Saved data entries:
*** Begin section ***

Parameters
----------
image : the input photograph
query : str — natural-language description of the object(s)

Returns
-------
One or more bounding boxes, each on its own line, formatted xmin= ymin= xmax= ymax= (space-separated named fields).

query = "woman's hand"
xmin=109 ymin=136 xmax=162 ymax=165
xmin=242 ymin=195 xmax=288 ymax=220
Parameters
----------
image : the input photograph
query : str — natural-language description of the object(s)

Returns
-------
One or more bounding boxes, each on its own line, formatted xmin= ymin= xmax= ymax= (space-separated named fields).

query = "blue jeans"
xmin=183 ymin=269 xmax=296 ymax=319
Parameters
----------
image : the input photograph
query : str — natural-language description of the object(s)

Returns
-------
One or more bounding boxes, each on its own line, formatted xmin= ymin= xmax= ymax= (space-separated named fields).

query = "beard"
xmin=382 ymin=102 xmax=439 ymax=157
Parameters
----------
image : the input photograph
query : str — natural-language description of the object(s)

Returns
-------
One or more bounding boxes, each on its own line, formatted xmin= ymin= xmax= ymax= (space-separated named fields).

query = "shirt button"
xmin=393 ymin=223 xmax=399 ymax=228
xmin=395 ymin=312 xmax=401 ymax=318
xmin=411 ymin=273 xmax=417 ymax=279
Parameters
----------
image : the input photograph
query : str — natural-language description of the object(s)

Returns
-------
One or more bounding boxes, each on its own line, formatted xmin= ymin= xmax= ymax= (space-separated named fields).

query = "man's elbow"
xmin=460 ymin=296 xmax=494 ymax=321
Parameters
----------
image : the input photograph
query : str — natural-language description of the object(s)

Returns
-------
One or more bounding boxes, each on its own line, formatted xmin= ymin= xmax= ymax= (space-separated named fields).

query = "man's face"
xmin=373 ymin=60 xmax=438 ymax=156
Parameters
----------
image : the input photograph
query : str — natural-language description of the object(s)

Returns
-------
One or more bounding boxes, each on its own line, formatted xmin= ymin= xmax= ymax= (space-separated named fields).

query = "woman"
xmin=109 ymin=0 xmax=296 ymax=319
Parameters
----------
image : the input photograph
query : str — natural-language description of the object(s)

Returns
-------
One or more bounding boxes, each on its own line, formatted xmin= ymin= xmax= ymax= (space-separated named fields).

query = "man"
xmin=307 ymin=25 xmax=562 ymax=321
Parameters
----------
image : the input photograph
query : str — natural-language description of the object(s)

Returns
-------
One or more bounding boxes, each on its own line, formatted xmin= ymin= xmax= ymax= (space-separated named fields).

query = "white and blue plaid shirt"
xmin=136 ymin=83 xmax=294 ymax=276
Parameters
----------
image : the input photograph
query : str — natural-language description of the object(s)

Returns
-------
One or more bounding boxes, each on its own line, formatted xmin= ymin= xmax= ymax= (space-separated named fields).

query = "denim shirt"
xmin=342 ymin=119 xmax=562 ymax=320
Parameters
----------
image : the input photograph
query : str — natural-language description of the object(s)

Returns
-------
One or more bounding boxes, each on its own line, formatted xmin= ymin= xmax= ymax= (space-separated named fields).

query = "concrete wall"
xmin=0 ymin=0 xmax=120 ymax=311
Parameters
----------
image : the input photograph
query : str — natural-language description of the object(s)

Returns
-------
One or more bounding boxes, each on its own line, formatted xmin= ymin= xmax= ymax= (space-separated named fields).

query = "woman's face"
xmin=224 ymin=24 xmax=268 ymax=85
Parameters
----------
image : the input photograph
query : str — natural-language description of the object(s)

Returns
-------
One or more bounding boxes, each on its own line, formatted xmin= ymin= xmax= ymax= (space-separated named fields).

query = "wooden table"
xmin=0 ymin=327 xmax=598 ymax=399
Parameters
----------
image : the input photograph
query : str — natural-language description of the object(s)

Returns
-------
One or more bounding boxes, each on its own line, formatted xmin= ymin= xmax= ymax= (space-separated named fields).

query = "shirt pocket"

*** End section ***

## WHAT YOU HAVE TO DO:
This exercise requires an exact copy of all the records.

## EXERCISE RESPONSE:
Parameters
----------
image : the input photograph
query : str — natural-language description of the object(s)

Returns
-------
One or more bounding boxes, each on its own line, formatted xmin= ymin= xmax= ymax= (space-separated named fields).

query = "woman's hand"
xmin=109 ymin=136 xmax=162 ymax=165
xmin=242 ymin=195 xmax=288 ymax=220
Parameters
----------
image : the input photograph
query : str — natural-language description of the object(s)

Returns
-------
One or more bounding boxes, each on its own line, formatted xmin= ymin= xmax= ymax= (space-separated named fields).

query = "blue jeans"
xmin=183 ymin=269 xmax=296 ymax=319
Parameters
----------
image : the input photograph
query : str — natural-language description of the object(s)

Returns
-------
One or more bounding boxes, each on its own line, formatted xmin= ymin= xmax= ymax= (space-separated named fields).

query = "beard"
xmin=382 ymin=102 xmax=439 ymax=157
Parameters
----------
image : the input photograph
query : str — natural-language description of the object(s)

Returns
-------
One or more bounding boxes, each on its own line, formatted xmin= ymin= xmax= ymax= (space-separated named fields).

query = "shirt button"
xmin=393 ymin=223 xmax=399 ymax=228
xmin=395 ymin=312 xmax=401 ymax=318
xmin=411 ymin=273 xmax=417 ymax=279
Parameters
----------
image : the input photograph
query : str — natural-language description of the object(s)

Returns
-------
One or more bounding boxes, each on its own line, formatted xmin= ymin= xmax= ymax= (space-separated named fields).

query = "man's elbow"
xmin=460 ymin=296 xmax=494 ymax=321
Parameters
----------
image : the input photograph
query : str — natural-language description of the object(s)

Returns
-------
One or more bounding boxes, each on its own line, formatted xmin= ymin= xmax= ymax= (space-separated named fields).

query = "man's face"
xmin=373 ymin=60 xmax=438 ymax=156
Parameters
----------
image : the input photograph
query : str — natural-language description of the object(s)

Returns
-------
One or more bounding boxes, each on its own line, formatted xmin= ymin= xmax= ymax= (space-separated named fields).

query = "woman"
xmin=109 ymin=0 xmax=296 ymax=319
Parameters
----------
image : the input photograph
query : str — natural-language description of the object(s)

Returns
-------
One or more bounding boxes, each on its own line, formatted xmin= ymin= xmax= ymax= (space-separated named fields).

query = "man"
xmin=307 ymin=25 xmax=562 ymax=321
Parameters
----------
image : the input photograph
query : str — natural-language description of the object(s)

Returns
-------
One or more bounding boxes, each on its own line, formatted xmin= ymin= xmax= ymax= (space-separated named fields).

query = "white and blue plaid shirt"
xmin=136 ymin=83 xmax=294 ymax=276
Parameters
----------
image : the input photograph
query : str — natural-language description of the object(s)

Returns
-------
One or more bounding boxes, each on its own line, formatted xmin= ymin= xmax= ymax= (space-separated named fields).

query = "denim shirt"
xmin=342 ymin=119 xmax=562 ymax=320
Parameters
----------
image : the input photograph
query : str — natural-language description of the object(s)

Returns
-------
One or more bounding boxes, each on its own line, formatted xmin= ymin= xmax= ymax= (space-separated named fields).

query = "concrete wall"
xmin=0 ymin=0 xmax=120 ymax=311
Parameters
----------
image : the input photograph
query : str — natural-language description of the object(s)

Returns
-------
One or more bounding boxes, each on its own line, formatted xmin= ymin= xmax= ymax= (space-separated named fields).

query = "woman's face"
xmin=224 ymin=24 xmax=268 ymax=85
Parameters
----------
image : the input photograph
query : str — natural-language description of the object(s)

Returns
-------
One or more bounding boxes, each on its own line, formatted xmin= ymin= xmax= ymax= (space-separated named fields).

query = "wooden table"
xmin=0 ymin=327 xmax=598 ymax=399
Parameters
----------
image : the input photograph
query : str — natural-language description of the object(s)

Returns
-------
One or more bounding boxes, each on its own line, formatted xmin= ymin= xmax= ymax= (space-separated named fields).

query = "shirt pocket"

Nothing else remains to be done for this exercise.